Passage given:
The production design of Bram Stoker’s Dracula (1992)
Director: Francis Ford Coppola
Production Designer: Thomas E. Sanders
Summary
Francis Ford Coppola’s take on Count Dracula is considered the most romantic and perhaps, the ultimate one. Echoing sentiments of an opera both verbally and most importantly, visually, Bram Stoker’s Dracula is a film that relies exclusively on its aesthetic to make a strong impression. It can be easily seen as a theatrical horror motion picture that remains to this day unmatched.
Thomas E. Sanders’ production design displays ambitiously Coppola’s vision for the most famous vampire blending together several eclectic sources of inspiration: Victorian fashion and architecture, neoclassicism, ukiyo-e paintings, kabuki theatre, Byzantine and Eastern Orthodox iconography, Geishas, expressionism, Renaissance, and Grand Guignol theatre!

Aim: In the summary of the production design of Bram Stoker's Dracula, how does Thomas E. Sanders' design show Coppola's vision of the vampire? Answer in one to three sentences.

Recorded data:
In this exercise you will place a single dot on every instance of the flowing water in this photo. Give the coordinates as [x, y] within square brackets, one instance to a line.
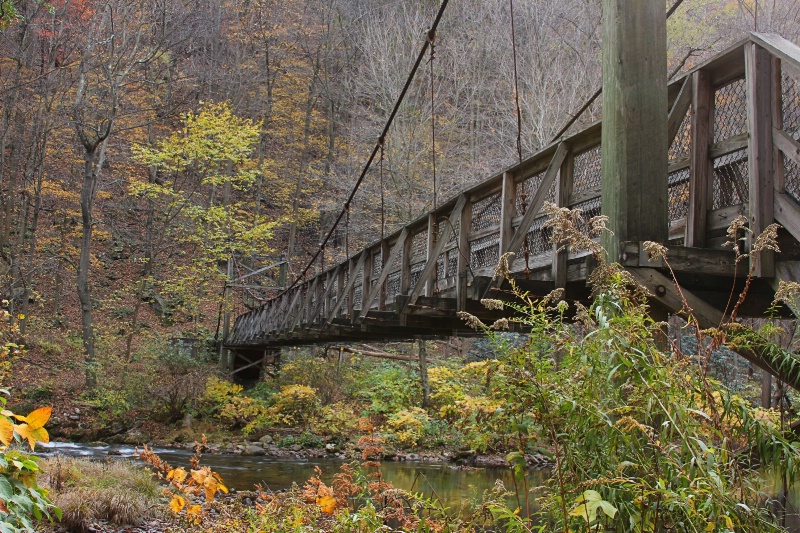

Result: It blends several eclectic sources of inspiration: Victorian fashion and architecture, neoclassicism, ukiyo-e paintings, kabuki theatre, Byzantine and Eastern Orthodox iconography, Geishas, expressionism, the Renaissance, and Grand Guignol theatre.